READING TEXT:

--- --- ---

Wednesday, December 1, 2010

Adventures in Dirty Underwear

When one signs on to be a Kindergarten teacher there are many things that are not outlined in the job description.  A Kindergarten teacher has to be a therapist, a social worker, a parent, a professional singer, make good hand-puppets, be able to "take her thumb off" and, sometimes, if no one is throwing a tantrum, teach.  Also, check underwear for poop.  Oh, did you catch that last one?  That's right, I said CHECK UNDERWEAR FOR POOP.

Today when one of my students was in the bathroom he started screaming from within the stall, "Teacher. Teacher!"  While this would alarm most people, I didn't bat an eye, as this particular student ALWAYS screams my name from the bathroom stall because he is not able to snap the button on his pants.  It is my job to snap the snap, but definitely his job to put on his belt, as he reminds me every time I come to do the snapping, "Teacher, you do the snap, I do the belt!"  Right, got it.

So while the cries for help from inside the bathroom stall were not out of the ordinary, today's screech seemed slightly more desperate.  He was SCREAMING, "TEACHER!!!! TEACHER!!!!!!!!"   Not wanting to keep the snap un-snapped for more time than was necessary, I went into the bathroom and attempted to open the stall door.  It was locked.

Knock, knock, knock...
Me: "Um, Johnny*" (*name changed to shield this child from possible future embarrassment).
Johnny: "Who is it?"
Me: "Well, it's me, Maestra Robin.  You were screaming my name.  Do you need me to snap your pants?"
Johnny: "No. I think I went ca-ca in my pants.  But my mommy taught me how to wipe myself."
Me: "Great, I'm glad you know how to wipe yourse- wait...did you poop your pants?"
Johnny: "I don't know.  I can't see."
Me: "Why can't you see?"
Johnny: "Because they're stuck."
Me: "What's stuck?"
Johnny: "My underwear."

I did some quick mental math and realized what the stuck-ness of the underwear added up to, so I said,

"Yeah, it sounds like you had an accident."
Johnny: "Can you check?"
Me: sigh..."Yes.  But you're going to need to unlock the door."
Johnny: "OK, but don't open it all the way because I don't want the kids to SEE me."

So I squeezed my head and one arm through the tiniest sliver of a crack in the stall door to investigate just what was going on.  Upon further "inspection" it was determined that Johnny had, in fact, "went ca-ca in his pants."

Me: "Yes, you do have some poop in there."
Johnny (who has started to cry): "Oh no.  Am I in trouble?"
Me: "No!  It was an accident, it's OK.  Stay in here, I'm going to get you new underwear."
Johnny (Who stops crying, suddenly very excited): "Are you going to my house?!"
Me: "No, we have extra underwear in the office.  I'm going to call Sandy so she can bring them over."
Johnny: "Ok, but do they have super heroes on them?  Because I like super heroes."

--- --- ---

SUPPLIED INFORMATION:
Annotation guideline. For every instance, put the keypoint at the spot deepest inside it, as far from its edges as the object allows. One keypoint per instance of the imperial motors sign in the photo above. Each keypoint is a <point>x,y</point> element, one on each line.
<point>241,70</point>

--- --- ---

BRIEF 1: Can you copy the blog post word for word, from "Today when one" to "Right, got it."?
BRIEF 2: According to the blog post, where is the extra underwear kept?

RESULT 1:
Today when one of my students was in the bathroom he started screaming from within the stall, "Teacher. Teacher!"  While this would alarm most people, I didn't bat an eye, as this particular student ALWAYS screams my name from the bathroom stall because he is not able to snap the button on his pants.  It is my job to snap the snap, but definitely his job to put on his belt, as he reminds me every time I come to do the snapping, "Teacher, you do the snap, I do the belt!"  Right, got it.

RESULT 2: In the office.